Work item:
When the word "balcony" shows up in a line of the data below, copy that whole line.

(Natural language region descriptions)
==============================

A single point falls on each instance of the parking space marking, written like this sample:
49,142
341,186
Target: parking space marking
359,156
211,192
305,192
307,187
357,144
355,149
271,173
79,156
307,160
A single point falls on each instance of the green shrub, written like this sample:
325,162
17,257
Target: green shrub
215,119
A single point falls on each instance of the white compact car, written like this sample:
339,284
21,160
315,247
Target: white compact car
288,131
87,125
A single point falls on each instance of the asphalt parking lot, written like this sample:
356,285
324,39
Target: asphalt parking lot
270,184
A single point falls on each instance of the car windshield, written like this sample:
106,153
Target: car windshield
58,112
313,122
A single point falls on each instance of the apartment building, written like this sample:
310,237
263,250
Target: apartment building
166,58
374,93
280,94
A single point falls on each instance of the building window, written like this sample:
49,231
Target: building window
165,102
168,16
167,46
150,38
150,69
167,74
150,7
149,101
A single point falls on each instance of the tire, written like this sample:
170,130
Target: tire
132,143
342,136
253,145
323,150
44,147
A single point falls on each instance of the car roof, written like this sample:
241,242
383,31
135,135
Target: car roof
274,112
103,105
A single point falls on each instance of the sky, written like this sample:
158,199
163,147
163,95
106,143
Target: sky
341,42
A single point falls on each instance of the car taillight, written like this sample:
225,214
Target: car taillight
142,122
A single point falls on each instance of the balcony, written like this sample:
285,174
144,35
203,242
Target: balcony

==============================

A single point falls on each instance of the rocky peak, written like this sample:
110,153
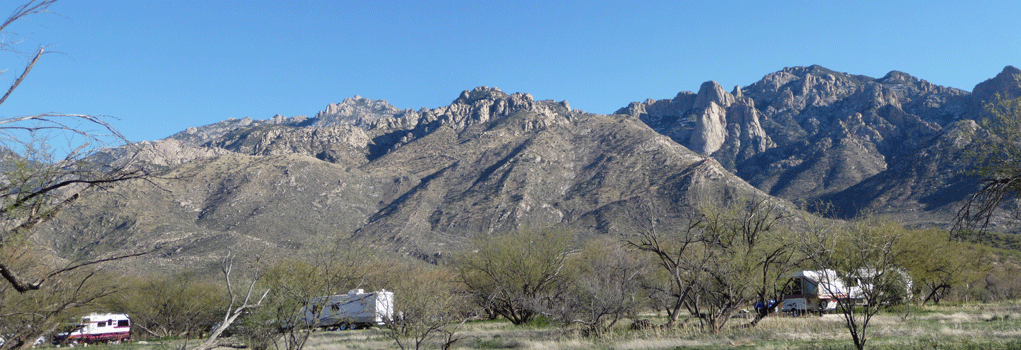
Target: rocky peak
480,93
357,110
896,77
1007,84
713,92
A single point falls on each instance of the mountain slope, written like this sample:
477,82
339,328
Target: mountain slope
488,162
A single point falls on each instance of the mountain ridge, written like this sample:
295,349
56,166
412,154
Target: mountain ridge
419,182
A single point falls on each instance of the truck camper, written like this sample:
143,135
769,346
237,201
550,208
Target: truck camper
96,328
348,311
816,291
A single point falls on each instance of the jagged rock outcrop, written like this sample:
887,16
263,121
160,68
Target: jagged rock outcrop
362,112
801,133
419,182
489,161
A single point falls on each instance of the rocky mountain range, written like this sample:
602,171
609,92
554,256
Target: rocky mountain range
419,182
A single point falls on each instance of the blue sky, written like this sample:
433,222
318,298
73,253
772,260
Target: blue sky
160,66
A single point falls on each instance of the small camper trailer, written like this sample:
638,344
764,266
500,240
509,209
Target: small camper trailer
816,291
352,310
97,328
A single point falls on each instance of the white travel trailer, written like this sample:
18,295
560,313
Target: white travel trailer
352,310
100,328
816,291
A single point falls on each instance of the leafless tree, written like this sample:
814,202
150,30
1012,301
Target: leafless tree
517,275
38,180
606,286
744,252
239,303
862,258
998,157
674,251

==============================

Solution to the exercise:
A single point falls on each instance of the balcony, written like this sample:
Target: balcony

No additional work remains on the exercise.